[Pointing and labeling entries]
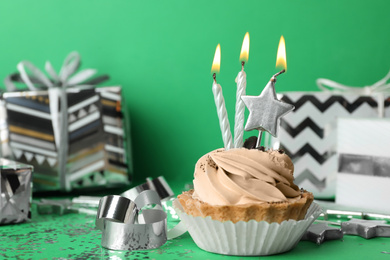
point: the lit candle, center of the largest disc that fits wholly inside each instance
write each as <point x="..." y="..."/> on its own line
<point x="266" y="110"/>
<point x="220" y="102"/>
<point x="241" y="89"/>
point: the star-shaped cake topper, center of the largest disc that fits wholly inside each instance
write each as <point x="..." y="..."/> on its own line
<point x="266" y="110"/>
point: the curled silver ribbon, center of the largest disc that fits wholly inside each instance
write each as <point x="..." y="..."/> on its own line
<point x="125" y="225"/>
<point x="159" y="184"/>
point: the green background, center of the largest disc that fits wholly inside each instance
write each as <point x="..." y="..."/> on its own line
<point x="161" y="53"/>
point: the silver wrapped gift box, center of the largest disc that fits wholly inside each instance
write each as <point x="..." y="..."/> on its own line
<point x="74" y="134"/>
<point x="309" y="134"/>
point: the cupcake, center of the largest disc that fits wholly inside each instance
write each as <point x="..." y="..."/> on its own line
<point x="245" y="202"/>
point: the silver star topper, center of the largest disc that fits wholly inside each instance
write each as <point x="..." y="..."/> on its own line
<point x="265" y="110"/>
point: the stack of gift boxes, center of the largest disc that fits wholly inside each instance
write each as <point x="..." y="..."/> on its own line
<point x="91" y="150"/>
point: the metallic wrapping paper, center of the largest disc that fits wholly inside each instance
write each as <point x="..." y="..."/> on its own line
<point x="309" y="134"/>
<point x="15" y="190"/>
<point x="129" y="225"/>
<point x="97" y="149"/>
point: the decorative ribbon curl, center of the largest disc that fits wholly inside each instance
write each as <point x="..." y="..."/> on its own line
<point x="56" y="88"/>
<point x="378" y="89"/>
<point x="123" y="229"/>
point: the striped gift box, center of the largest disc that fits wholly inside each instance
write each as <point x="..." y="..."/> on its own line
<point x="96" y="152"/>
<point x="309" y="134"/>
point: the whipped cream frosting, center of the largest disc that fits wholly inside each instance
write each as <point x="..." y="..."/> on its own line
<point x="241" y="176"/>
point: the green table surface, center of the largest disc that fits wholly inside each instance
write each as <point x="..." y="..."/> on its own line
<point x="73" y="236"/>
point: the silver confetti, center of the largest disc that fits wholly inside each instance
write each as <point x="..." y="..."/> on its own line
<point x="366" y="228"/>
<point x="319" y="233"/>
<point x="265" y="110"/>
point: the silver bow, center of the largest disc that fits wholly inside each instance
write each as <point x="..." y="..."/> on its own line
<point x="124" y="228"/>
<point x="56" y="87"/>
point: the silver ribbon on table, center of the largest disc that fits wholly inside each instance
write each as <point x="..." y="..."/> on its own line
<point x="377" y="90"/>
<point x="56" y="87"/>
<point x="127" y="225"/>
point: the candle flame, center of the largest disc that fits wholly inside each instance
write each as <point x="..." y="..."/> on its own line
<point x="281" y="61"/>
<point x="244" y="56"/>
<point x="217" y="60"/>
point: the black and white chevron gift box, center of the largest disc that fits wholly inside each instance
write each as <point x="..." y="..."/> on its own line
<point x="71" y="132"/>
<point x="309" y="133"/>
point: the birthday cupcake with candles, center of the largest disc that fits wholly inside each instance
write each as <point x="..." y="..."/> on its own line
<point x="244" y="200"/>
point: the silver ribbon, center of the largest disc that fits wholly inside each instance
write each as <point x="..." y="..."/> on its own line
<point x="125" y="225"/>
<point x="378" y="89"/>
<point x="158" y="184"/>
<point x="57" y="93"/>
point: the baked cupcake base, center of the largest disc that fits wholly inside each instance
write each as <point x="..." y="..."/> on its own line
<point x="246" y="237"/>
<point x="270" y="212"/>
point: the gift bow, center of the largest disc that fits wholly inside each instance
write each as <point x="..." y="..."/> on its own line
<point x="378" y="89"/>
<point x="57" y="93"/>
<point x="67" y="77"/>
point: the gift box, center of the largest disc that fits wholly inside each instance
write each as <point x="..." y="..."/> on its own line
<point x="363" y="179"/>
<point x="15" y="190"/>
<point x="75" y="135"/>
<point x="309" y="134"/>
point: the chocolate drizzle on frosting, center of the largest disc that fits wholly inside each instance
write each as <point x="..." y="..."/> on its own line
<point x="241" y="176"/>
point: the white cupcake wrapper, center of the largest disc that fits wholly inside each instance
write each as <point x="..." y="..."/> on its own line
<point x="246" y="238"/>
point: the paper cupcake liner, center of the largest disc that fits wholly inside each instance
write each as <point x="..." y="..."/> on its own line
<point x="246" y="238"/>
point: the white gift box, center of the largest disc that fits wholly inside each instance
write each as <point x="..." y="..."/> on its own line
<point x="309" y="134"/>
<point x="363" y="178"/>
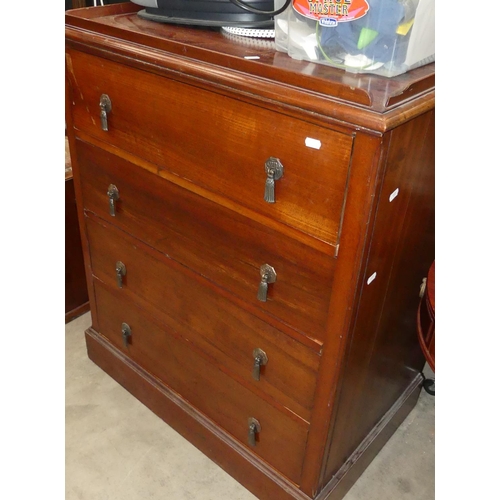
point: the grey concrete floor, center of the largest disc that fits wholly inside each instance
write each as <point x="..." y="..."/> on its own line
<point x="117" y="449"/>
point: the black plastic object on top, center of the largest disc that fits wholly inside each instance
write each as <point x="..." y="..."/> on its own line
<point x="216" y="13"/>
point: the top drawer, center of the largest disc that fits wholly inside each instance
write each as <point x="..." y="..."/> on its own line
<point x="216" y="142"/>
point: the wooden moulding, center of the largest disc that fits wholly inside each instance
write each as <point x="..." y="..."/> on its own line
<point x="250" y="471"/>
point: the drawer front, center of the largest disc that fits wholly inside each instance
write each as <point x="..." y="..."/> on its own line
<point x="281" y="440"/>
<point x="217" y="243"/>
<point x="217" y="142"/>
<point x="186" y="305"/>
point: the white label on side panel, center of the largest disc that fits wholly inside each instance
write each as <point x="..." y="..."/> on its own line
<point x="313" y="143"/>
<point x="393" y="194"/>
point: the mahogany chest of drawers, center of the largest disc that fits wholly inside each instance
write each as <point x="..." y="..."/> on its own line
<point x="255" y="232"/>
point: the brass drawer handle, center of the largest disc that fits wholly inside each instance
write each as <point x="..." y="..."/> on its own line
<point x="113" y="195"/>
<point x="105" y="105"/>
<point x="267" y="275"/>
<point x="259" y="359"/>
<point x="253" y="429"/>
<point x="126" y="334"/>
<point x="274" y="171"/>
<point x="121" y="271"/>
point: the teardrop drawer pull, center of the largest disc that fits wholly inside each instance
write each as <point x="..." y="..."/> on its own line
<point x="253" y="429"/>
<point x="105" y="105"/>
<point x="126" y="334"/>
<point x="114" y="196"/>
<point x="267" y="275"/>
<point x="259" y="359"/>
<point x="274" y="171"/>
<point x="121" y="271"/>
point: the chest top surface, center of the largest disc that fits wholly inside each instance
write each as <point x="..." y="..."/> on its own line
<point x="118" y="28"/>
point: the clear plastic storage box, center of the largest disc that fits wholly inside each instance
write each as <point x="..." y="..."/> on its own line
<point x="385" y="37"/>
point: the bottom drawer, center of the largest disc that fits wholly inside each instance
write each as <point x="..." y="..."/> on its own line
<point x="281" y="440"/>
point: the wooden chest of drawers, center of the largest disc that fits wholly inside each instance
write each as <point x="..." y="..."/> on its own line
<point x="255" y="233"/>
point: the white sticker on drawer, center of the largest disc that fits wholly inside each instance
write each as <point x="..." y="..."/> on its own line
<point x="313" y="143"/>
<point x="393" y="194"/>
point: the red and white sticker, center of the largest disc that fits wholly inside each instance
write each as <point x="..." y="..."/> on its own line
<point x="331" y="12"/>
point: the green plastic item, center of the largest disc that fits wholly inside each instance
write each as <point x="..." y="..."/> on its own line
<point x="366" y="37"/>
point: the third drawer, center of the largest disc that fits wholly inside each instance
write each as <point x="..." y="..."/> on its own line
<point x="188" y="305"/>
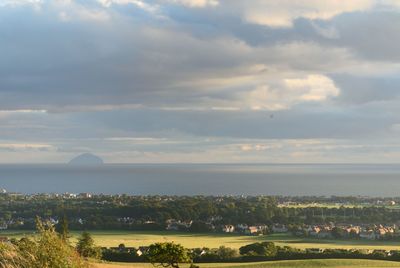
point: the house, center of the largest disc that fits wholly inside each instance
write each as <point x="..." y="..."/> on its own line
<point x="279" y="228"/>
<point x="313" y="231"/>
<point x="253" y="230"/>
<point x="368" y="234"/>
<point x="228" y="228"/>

--

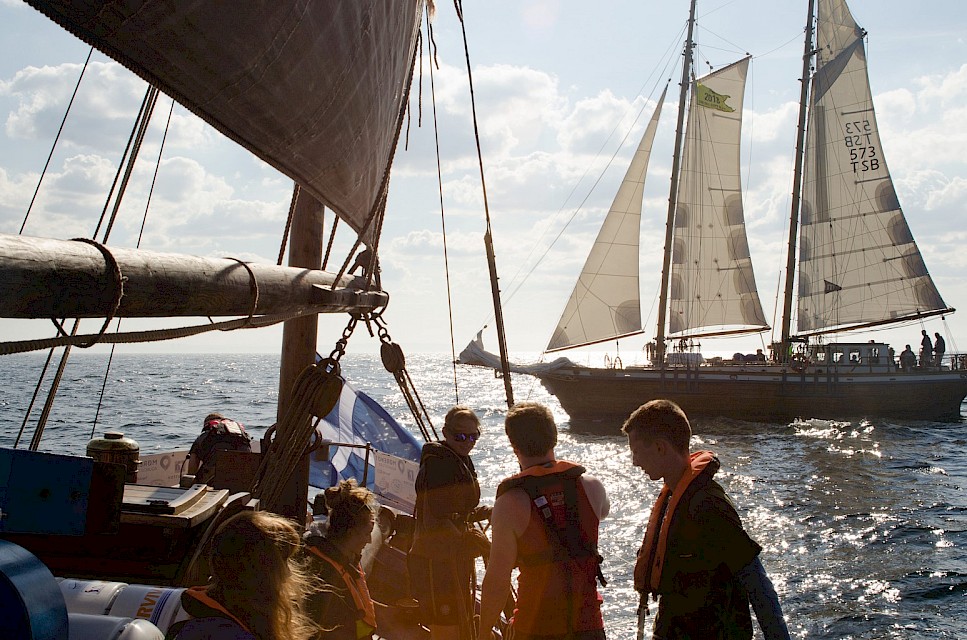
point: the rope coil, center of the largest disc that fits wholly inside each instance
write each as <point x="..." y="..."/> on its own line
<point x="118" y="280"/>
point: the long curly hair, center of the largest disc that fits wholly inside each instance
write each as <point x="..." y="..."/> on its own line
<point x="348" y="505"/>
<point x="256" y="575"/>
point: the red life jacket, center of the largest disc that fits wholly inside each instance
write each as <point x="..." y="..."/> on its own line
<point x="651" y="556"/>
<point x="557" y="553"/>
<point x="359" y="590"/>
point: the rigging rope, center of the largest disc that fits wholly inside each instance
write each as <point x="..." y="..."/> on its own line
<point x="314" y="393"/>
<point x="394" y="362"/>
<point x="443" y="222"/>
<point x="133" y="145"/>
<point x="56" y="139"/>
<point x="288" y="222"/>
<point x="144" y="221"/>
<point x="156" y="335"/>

--

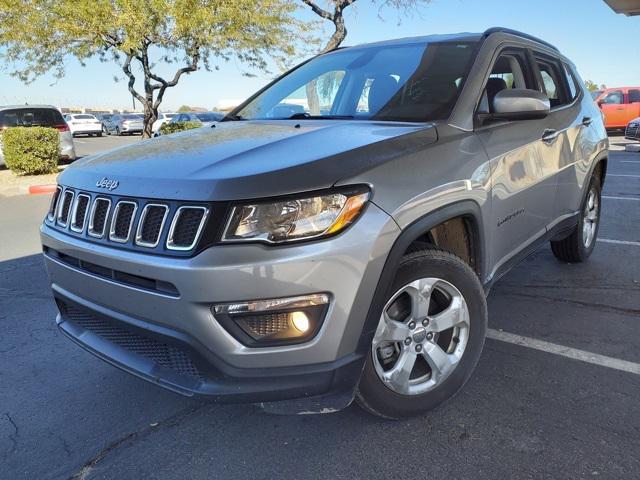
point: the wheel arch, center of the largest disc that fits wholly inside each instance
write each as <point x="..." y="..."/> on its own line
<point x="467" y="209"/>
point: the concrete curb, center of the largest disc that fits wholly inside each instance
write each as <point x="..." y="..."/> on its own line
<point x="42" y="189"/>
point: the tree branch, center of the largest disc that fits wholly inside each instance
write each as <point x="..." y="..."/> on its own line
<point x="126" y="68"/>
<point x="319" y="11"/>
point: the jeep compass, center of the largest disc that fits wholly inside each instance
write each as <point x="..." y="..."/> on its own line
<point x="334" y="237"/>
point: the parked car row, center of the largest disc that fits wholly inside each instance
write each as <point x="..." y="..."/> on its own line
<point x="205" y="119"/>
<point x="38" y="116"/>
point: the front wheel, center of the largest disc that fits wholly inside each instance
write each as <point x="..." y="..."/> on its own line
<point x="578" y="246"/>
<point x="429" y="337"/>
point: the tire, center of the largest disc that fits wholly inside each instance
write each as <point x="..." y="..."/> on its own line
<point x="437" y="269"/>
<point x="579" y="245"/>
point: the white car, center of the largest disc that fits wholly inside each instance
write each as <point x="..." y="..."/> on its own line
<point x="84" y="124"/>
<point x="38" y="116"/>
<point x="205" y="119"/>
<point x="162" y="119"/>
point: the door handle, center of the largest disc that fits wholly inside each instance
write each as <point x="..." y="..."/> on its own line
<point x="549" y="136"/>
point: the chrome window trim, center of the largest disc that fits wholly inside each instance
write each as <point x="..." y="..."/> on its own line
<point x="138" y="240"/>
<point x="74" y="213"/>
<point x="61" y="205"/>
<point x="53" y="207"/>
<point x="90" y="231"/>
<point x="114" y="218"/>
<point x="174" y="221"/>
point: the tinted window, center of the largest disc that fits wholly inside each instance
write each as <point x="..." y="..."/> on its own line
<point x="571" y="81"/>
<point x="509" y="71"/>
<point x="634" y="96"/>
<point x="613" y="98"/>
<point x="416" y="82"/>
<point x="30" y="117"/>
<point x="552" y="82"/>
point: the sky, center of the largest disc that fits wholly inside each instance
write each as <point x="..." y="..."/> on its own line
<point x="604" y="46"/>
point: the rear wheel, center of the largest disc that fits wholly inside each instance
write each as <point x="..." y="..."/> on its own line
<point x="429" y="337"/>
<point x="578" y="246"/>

■ What is required
Report each line in the listing above that includes the string "ribbon".

■ Solved exercise
point: the curled silver ribbon, center of the largest disc that fits wholly inside each instance
point: the decorative ribbon curl, center of the largest disc that fits wholly inside each instance
point: the silver ribbon on table, center of the largest disc that fits wholly inside each instance
point: the silver ribbon, center of the largest disc that fits wholly inside each instance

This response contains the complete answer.